### DATA FOR THE TASK

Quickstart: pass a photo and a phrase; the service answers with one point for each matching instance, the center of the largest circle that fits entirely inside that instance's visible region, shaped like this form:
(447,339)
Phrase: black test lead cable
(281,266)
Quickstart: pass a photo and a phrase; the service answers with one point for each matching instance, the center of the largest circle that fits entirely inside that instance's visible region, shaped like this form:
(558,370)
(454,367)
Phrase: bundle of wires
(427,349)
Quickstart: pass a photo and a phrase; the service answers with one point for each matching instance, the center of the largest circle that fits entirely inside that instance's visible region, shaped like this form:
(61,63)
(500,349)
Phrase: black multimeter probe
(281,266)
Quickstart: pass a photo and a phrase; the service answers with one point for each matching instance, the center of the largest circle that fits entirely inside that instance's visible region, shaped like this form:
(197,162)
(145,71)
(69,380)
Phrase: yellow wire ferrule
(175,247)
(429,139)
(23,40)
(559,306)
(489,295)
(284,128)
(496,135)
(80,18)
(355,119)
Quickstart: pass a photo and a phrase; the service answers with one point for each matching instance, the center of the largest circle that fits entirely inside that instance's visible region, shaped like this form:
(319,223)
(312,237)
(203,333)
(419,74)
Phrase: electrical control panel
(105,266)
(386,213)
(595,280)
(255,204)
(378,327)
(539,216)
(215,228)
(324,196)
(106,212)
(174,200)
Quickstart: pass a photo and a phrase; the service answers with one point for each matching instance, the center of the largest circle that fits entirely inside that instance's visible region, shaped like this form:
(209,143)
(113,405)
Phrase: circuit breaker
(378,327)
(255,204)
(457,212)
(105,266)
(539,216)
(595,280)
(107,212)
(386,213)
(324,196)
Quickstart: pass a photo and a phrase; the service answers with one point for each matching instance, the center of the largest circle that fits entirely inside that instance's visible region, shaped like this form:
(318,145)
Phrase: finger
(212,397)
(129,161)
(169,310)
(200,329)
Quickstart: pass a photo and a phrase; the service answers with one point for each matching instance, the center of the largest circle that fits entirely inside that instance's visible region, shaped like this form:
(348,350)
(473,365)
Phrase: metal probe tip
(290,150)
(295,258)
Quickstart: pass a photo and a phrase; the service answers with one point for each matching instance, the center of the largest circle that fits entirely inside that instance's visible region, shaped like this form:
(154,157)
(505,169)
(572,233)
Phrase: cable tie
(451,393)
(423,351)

######

THE PROBLEM: Repeat the preceding lines exactly, please, every one of them.

TASK SOLUTION:
Quickstart: pass a photo and a phrase; the service answers with one point for each matching instance, the center of the largest circle that fits entirely inside that instance's visible region, shaped like this form:
(447,339)
Phrase: black test lead cable
(281,266)
Quickstart: pass a photo and a phrase; the service answers with one point for each matching instance, the center of the largest circle that fits entirely inside that instance's visible region, shaped like this form:
(558,370)
(454,367)
Phrase: bundle of wires
(427,349)
Quickstart: pass a photo and a phrase; the service answers with one point for each matching instance, the center of the largest circle that fits entirely inside that instance's visible region, shaped like this form:
(61,63)
(500,349)
Phrase: black multimeter probe
(281,266)
Quickstart: pass a photo and a phrase; the service answers with one point for each matching instance, the center of the largest circle that fits entirely inside that instance's visible region, shaped like this form:
(197,162)
(145,71)
(69,380)
Phrase: yellow wire ferrule
(175,247)
(429,139)
(23,40)
(559,306)
(489,295)
(284,128)
(496,135)
(80,18)
(355,119)
Quickstart: pass a photo and a phrase; the service answers with one point for each matching instance, the center of the largest circle that fits entirely inside that instance's visible region, shaped like this form:
(319,223)
(312,237)
(203,333)
(419,74)
Phrase: electrical control panel
(105,266)
(386,213)
(595,280)
(255,204)
(378,327)
(539,216)
(215,228)
(324,196)
(106,212)
(174,200)
Quickstart: pass a photo and a phrase; the service answers with one point for each matching instance, the center of the largest circle that fits entirely inside that instance's visible region, shaped like this form:
(209,143)
(113,405)
Phrase: circuit breaker
(378,327)
(255,204)
(457,212)
(105,266)
(539,216)
(595,280)
(107,212)
(386,213)
(324,196)
Quickstart: pass a photo and a phrase; the service answers with one point for each matching instance, the center of the largest circle that fits entirely inside that instance's visible region, shaped like this form:
(318,145)
Phrase: finger
(212,397)
(129,161)
(169,310)
(200,329)
Quickstart: pass a photo and a phrase; the service answers with one point for each matching instance, the center of the largest circle that fits entirely inside that instance's visible region, shaped like this form:
(348,350)
(473,365)
Phrase: metal probe tip
(290,150)
(295,258)
Quickstart: pass a photo and a phrase; the service answers with one point for each matching instance, the center of the largest circle that fits entirely inside that instance's visible region, shaped like this form:
(154,157)
(505,169)
(572,233)
Phrase: cable tie
(451,393)
(423,351)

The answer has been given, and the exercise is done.